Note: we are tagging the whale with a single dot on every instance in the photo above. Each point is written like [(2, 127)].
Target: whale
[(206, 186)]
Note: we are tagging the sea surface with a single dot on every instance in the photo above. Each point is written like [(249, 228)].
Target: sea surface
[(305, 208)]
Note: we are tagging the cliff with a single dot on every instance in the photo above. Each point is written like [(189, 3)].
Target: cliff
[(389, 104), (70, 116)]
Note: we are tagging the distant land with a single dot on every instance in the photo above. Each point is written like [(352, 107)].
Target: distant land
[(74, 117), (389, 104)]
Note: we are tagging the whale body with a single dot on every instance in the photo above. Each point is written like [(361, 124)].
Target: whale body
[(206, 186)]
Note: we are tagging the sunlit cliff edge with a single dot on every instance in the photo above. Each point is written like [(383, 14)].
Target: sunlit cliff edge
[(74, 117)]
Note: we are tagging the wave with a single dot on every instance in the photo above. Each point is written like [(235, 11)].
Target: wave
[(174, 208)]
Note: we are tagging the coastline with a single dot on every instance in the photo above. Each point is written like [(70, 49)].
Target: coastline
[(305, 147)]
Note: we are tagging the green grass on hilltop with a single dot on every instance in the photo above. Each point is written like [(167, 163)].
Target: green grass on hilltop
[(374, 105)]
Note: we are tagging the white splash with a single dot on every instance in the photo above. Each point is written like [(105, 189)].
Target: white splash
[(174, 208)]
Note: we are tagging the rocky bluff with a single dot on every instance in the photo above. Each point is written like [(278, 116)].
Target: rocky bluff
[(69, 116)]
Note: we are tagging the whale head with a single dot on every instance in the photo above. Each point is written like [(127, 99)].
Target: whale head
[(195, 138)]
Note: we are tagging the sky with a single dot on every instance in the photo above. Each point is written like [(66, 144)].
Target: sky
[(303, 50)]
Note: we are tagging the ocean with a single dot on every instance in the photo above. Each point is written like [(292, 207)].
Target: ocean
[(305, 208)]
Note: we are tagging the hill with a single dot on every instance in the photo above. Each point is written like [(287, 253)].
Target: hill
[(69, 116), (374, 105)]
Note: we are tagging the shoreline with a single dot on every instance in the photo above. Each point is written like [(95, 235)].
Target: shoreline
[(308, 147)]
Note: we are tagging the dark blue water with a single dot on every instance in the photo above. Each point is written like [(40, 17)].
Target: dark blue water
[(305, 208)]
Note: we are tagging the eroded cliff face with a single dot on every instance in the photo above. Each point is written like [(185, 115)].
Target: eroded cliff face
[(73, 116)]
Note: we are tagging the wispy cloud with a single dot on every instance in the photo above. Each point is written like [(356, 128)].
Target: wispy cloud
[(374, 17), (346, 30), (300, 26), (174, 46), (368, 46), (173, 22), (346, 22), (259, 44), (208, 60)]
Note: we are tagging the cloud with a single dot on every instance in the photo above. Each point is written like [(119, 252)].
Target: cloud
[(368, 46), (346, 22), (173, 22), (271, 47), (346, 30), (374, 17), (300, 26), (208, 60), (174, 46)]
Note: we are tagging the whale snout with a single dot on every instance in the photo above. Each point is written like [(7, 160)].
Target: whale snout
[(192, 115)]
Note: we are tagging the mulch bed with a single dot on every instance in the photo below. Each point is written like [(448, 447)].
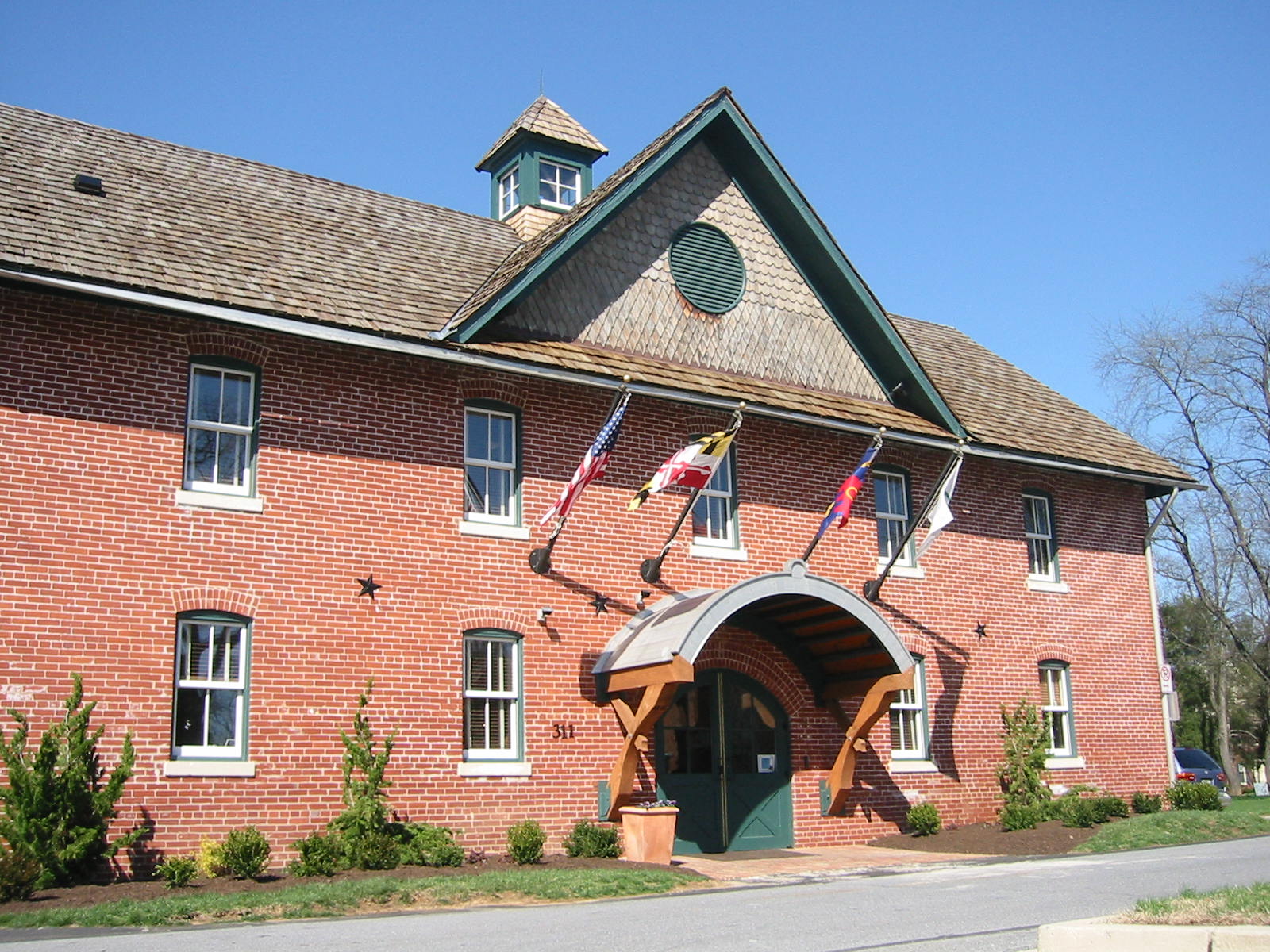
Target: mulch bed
[(88, 895), (1047, 839)]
· · ·
Transcribe every entry exactly. Leave out the pictures.

Note: we are tagging the whale with a single dot on every instance in the photo above. Each point is written like [(2, 127)].
Target: whale
[(206, 186)]
Note: we are tagging the sea surface with a single dot on every instance in the photo above. Each point is written like [(249, 228)].
Target: sea surface
[(305, 208)]
Note: we are tagging the cliff with a single dot on every instance in the photo above. Each point is written like [(189, 3)].
Target: cliff
[(389, 104), (70, 116)]
Note: we are tagging the distant land with a single dot on every instance in the photo above. Each point is written like [(352, 107)].
Target: distant land
[(74, 117), (389, 104)]
Note: we are tagging the whale body with a single dot on every instance in the photo above. Each point is written like [(361, 124)].
Target: whale body
[(206, 186)]
Note: we are tagging the sunlit cliff edge with a single dot on every instance in the photo above. Each point is written like [(383, 14)].
Target: sunlit cliff edge
[(74, 117)]
Note: we are tagging the wave with a single dot on every instance in the photo above. Each point is written like [(235, 11)].
Target: wave
[(174, 208)]
Note: we are tagging the coastline with a single dot on every instance in the photo above. Each point is written like [(70, 49)].
Target: coastline
[(305, 147)]
Note: we are tagging the green grass on hilltop with a single dot on every instance in the photo above. Each point is written like [(167, 163)].
Target: green grass on hilltop
[(374, 105)]
Note: we are tagging the white splash with a single dot on every instance in the photo above. Each point is written like [(105, 189)].
Target: white splash
[(174, 208)]
Note: we are tagging the rocky bluff with a single dot on every instance in the photo above. Each point is written like [(278, 116)].
Target: rocky bluff
[(69, 116)]
Note: we are tagging the whale head with a single dot on every instance in the photo above. Each point is written like [(127, 99)].
Target: whale head
[(195, 138)]
Note: we are tagging the sky with a single dot on every instance in the photo above. Each point is written like [(66, 144)].
Target: sky
[(303, 50)]
Note: we are tagging the ocean with a single dot on every instance in the photo above. Each point is written like [(292, 207)].
Target: ocean
[(305, 208)]
Note: we are tagging the hill with a single dot on every instance in the photo above. Each point is written like [(287, 253)].
Target: hill
[(69, 116), (374, 105)]
Note: we are tagging the shoreline with a single dot on every instance in the photo above. Each point is written like [(95, 235)].
Target: shoreline
[(308, 147)]
Note: we are tagging the dark blue water with a single dot on every instance in the photo above. Each point is written like [(40, 17)].
Target: dark blue water
[(305, 208)]
Note: we are tagging the eroded cliff face with a single dot on every instance in the photo above. Each point is written like [(185, 115)].
Target: eroded cliff face
[(73, 116)]
Note: we are tagging the wispy cloud with a single dot on every instance in the photo above. Each point is written like [(356, 128)].
Target: wispy cloud
[(374, 17), (346, 30), (300, 26), (174, 46), (368, 46), (173, 22), (346, 22), (259, 44), (208, 60)]
Note: we are tagging the cloud with a single dot on every instance in the photo above. Each point is written like [(119, 252)].
Target: cloud
[(368, 46), (346, 22), (173, 22), (271, 47), (346, 30), (374, 17), (300, 26), (208, 60), (174, 46)]
Note: we are tagging the whale snout with a single dot on every instance in the photo above. Each point is written like [(7, 160)].
Target: whale snout
[(192, 115)]
Note: we are tagging the mulch bed with a single dot on every instance in the photo below. Each point is written like [(448, 447)].
Target: mulch bed
[(88, 895), (1047, 839)]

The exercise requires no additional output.